Luhmann

  • 1.12.1996

    Das Modell der Beziehung der transzendentalen Logik zum Objekt ist die Feindbildlogik.
    Der Begriff des Akkusativ ist nicht nur ein falsche Übersetzung aus dem Griechischen, sondern eine Übersetzung, in der die sprachlogische Differenz der lateinischen zur griechischen Sprache sich ausdrückt. Der Akkusativ ist in der Tat ein Element der lateinischen Grammatik, und dazu ein sehr ausdruckskräftiges. Die zugrundeliegende Differenz hängt zusammen mit der zwischen einer prädogmatischen (griechischen) und einer postdogmatischen (lateinischen) Sprache. Diese Differenz entfaltet sich in der Konstellation der grammatischen Unterschiede insgesamt, zu denen u.a. der Fortfall des bestimmten Artikels, das Verschwinden des Medium und Aorist, sowie die Neubildung des Futur II wie auch der Formen des Supinum, Gerundium und Gerundivum gehören.
    Es gibt keine erste Natur. Was wir die erste Natur nennen, ist die dritte Natur als Spiegel der zweiten.
    Bezeichnet nicht der Begriff der Information das sprachliche Korrelat des mechanischen Stoßprozesses? Information, das ist auch die Mitteilung eines Impulses von einem mechanischen Objekt auf ein anderes, wobei der Ausdruck Information darauf hinweist, daß mit dem „Impuls“ auch das Formgesetz (das Referenzsystem) übertragen und „mitgeteilt“ wird, in dem der Impuls definiert ist. Die Bestimmung des Stoßprozesses war die Geburtsstunde des Inertialsystems, das mit der Informatik auf die Sprache und auf die Logik übertragen wurde.
    Dieser Informationsbegriff ist der Grundbegriff der Luhmannschen Systemtheorie, aber auch der Linguistik und am Ende der Habermasschen Kommunkationstheorie.

(Datensätze aus einer Datenquelle)
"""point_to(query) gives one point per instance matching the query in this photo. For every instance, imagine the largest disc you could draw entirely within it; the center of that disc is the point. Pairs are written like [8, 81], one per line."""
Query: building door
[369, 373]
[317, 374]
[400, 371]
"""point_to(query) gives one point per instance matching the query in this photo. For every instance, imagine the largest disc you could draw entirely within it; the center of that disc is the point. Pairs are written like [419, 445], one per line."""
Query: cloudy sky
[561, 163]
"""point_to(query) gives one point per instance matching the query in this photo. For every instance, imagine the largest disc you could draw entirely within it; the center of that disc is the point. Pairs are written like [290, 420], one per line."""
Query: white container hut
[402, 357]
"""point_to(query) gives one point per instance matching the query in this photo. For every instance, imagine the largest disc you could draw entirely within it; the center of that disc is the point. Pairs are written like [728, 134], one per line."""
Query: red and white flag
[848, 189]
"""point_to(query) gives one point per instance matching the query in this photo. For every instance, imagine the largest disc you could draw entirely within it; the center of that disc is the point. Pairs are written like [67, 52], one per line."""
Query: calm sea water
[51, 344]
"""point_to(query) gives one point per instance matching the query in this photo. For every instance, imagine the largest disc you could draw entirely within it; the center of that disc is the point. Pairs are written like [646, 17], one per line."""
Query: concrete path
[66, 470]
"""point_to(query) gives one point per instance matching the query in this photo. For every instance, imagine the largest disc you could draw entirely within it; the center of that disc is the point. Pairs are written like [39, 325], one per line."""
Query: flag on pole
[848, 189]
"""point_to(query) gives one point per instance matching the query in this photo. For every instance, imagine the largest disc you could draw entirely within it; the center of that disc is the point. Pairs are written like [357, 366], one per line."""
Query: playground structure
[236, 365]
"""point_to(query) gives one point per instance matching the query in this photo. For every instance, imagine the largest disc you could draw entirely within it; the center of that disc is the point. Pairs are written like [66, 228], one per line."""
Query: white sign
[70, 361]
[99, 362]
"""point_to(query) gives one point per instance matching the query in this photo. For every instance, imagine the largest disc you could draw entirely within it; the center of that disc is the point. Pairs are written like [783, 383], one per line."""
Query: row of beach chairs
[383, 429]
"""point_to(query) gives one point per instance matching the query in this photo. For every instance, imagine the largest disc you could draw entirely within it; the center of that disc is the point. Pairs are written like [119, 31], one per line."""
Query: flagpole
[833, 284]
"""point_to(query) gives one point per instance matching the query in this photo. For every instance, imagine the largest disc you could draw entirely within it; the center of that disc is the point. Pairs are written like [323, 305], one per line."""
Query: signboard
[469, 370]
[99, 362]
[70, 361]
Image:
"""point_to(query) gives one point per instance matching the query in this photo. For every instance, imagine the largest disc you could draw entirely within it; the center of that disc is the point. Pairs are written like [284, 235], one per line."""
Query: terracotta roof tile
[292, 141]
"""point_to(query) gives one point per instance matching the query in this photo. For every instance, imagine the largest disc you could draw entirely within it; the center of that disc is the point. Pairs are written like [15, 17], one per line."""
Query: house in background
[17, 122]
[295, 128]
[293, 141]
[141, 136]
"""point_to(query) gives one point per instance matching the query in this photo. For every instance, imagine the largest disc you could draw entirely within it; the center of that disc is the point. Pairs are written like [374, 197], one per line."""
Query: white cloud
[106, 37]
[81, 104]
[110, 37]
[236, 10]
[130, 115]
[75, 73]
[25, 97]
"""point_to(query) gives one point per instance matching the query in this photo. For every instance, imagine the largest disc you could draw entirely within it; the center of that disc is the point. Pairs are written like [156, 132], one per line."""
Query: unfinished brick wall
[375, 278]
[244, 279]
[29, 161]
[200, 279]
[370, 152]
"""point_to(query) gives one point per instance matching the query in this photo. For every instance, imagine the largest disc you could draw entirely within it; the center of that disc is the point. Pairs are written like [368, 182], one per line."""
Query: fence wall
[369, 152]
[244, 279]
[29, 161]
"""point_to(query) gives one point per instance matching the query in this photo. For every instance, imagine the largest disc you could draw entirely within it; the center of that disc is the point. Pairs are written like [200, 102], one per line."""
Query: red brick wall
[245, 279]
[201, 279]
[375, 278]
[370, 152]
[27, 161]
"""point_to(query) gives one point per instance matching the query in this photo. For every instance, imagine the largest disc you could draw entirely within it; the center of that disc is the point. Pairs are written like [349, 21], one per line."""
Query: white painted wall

Aufgaben:
[1] Schreiben Sie aus dem Ausgangstext den Abschnitt ab, der mit den Worten „Bezeichnet nicht der“ einsetzt und mit „der Habermasschen Kommunkationstheorie.“ schließt.
[2] Beantworten Sie die folgenden Fragen zum Ausgangstext:
(a) Welche Sprache wird als prädogmatisch bezeichnet?
(b) Was war die Geburtsstunde des Inertialsystems?
(c) Welcher Begriff ist der Grundbegriff der Luhmannschen Systemtheorie?
Die Datensätze stammen aus einer anderen Quelle.

Lösungen der Reihe nach:
[1]
Bezeichnet nicht der Begriff der Information das sprachliche Korrelat des mechanischen Stoßprozesses? Information, das ist auch die Mitteilung eines Impulses von einem mechanischen Objekt auf ein anderes, wobei der Ausdruck Information darauf hinweist, daß mit dem „Impuls“ auch das Formgesetz (das Referenzsystem) übertragen und „mitgeteilt“ wird, in dem der Impuls definiert ist. Die Bestimmung des Stoßprozesses war die Geburtsstunde des Inertialsystems, das mit der Informatik auf die Sprache und auf die Logik übertragen wurde.
    Dieser Informationsbegriff ist der Grundbegriff der Luhmannschen Systemtheorie, aber auch der Linguistik und am Ende der Habermasschen Kommunkationstheorie.

[2]
(a) Die griechische Sprache.
(b) Die Bestimmung des Stoßprozesses.
(c) Der Informationsbegriff.